Put every line of the data below into a numbered list, skipping any blank lines.

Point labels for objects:
────

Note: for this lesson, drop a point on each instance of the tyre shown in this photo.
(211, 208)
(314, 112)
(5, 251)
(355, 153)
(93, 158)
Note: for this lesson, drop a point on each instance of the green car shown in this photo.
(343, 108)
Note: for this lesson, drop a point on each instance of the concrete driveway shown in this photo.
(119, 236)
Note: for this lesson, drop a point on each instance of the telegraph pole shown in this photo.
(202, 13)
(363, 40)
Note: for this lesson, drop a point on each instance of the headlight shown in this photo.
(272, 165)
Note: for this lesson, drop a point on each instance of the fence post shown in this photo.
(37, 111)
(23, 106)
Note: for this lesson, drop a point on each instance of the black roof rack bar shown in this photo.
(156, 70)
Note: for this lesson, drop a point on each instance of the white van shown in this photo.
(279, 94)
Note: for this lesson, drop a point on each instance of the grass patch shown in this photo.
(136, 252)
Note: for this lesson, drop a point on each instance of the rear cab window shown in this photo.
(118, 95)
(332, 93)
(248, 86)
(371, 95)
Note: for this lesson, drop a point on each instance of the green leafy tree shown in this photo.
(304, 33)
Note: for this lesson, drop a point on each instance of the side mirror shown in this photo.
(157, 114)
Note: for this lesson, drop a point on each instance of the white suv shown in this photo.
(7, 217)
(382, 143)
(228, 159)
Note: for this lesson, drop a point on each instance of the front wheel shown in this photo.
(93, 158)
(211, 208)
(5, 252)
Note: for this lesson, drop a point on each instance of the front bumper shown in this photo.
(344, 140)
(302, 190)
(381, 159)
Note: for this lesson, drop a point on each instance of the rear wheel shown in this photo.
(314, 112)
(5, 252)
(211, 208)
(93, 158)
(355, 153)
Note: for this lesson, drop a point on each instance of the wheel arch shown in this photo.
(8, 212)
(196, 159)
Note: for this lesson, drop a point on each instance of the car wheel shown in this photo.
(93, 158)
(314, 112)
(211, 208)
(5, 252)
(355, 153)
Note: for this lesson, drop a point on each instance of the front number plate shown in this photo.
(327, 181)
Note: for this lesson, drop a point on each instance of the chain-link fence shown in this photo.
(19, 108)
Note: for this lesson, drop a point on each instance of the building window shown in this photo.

────

(THE COMPLETED TASK)
1. Note: for this lesson, drop a point on each instance of the tyre shown in this photo.
2. (211, 208)
3. (314, 112)
4. (5, 251)
5. (355, 153)
6. (93, 158)
7. Note: for this lesson, drop a point on each instance of the green car shown in this photo.
8. (343, 108)
9. Note: for this lesson, drop a point on each instance of the concrete driveway shown in this photo.
10. (119, 236)
11. Note: for this lesson, drop a point on each instance of the telegraph pole shown in this photo.
12. (202, 13)
13. (363, 40)
14. Note: for this lesson, drop a point on each instance of the headlight shown in this photo.
15. (272, 165)
16. Note: for this lesson, drop a point on each instance of the fence post shown in this photo.
17. (37, 111)
18. (23, 106)
19. Note: for this lesson, drop a point on each instance of the black roof rack bar shown in this photo.
20. (156, 70)
21. Note: for this lesson, drop a point on each instance of the white van shown in this photo.
22. (279, 94)
23. Note: for this lesson, drop a point on each instance of the grass patch shown in this photo.
24. (136, 252)
25. Note: for this lesson, drop a point on each instance of the rear cab window shown in this photo.
26. (118, 95)
27. (332, 93)
28. (248, 86)
29. (371, 95)
30. Note: for this lesson, drop a point on each instance of the green leafy tree shown in this photo.
31. (304, 33)
32. Note: for this lesson, drop a point on each instance of the side mirror shown in this photo.
33. (157, 114)
34. Note: for this lesson, drop a point on each instance of the white suv shown in this photo.
35. (7, 217)
36. (382, 143)
37. (228, 159)
38. Note: for this lesson, drop a point on each instance of the front wheel shown in this photo.
39. (93, 158)
40. (211, 208)
41. (5, 252)
42. Note: for this lesson, drop a point on each instance of the front bumper shown in this photo.
43. (344, 140)
44. (302, 190)
45. (381, 159)
46. Note: for this lesson, drop a point on each instance of the rear wheel shown in this photo.
47. (314, 112)
48. (5, 252)
49. (211, 208)
50. (93, 158)
51. (355, 153)
52. Note: for this lesson, drop a point on each instance of the wheel arch shown in this photo.
53. (8, 212)
54. (196, 159)
55. Note: for this lesson, drop a point on each instance of the car wheel shown in this photo.
56. (93, 158)
57. (314, 112)
58. (211, 208)
59. (5, 252)
60. (355, 153)
61. Note: for this lesson, drop a point on each instance of the front number plate shown in this photo.
62. (327, 181)
63. Note: for this lesson, drop a point on each instance of the chain-link fence shown in this photo.
64. (19, 108)
65. Note: for this lesson, drop a point on each instance of the building window shown in this photo.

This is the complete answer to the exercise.